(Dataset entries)
============

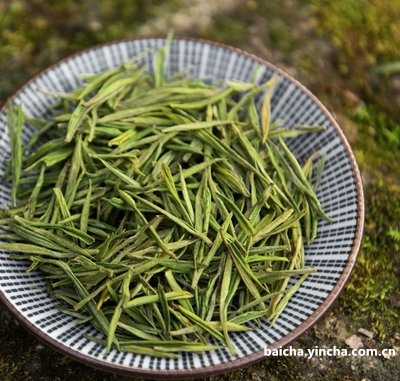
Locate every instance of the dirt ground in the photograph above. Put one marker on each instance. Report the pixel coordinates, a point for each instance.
(338, 50)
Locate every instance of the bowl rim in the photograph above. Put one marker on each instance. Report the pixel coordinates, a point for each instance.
(253, 357)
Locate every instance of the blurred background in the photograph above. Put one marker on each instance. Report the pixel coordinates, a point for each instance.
(347, 52)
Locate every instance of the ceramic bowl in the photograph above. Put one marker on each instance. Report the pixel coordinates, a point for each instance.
(333, 253)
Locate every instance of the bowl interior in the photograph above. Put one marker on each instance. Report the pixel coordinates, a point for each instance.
(331, 253)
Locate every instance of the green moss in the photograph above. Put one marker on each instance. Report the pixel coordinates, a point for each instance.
(378, 143)
(364, 33)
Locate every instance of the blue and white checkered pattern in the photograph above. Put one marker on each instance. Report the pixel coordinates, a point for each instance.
(338, 193)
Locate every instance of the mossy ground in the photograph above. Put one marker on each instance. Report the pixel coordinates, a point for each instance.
(333, 48)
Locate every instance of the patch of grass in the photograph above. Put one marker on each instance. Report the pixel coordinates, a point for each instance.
(36, 33)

============

Will you set down the records word for word while leaving out every picture?

Locate every instance of the dirt ground in the photograph above. Put one marker on each instance. Report the pixel coordinates, a point for each instance.
(338, 50)
Locate every instance of the bowl rim in the photograph above. Put one marker on each instance. Report the pixel coordinates, a point for each instance.
(253, 357)
Locate every instance of the blurred background in the photograph above. Put one marker on each instance. Report the pixel coordinates, a point for each instance.
(347, 52)
Locate every instance of the ceramic bowl in the photograph above. Put one marker on each instance. Report the pixel coordinates, a point for each instance.
(333, 253)
Locate every instance of the bowl interior in the photograph above. Put one marker on each instance. Report the pixel coordinates, a point for each instance.
(331, 253)
Locate every instance of the green moss in the photograph above. Put one marker on each instance. Report the pixel coordinates, a point for each instance.
(378, 143)
(364, 33)
Locate every instance of the blue and white checkered pattern in the photograph above. Put one marker on each instance. Report the pixel coordinates, a point for each instance.
(338, 193)
Locate every instance of the mossy ground in the photograph above. Put one marker on each instance. Report the pixel coordinates, a point for each instance.
(333, 48)
Locate every instance of the patch of grass in the photograph above. Put one marker on each instance. Report the pixel coordinates, a point for each instance.
(36, 33)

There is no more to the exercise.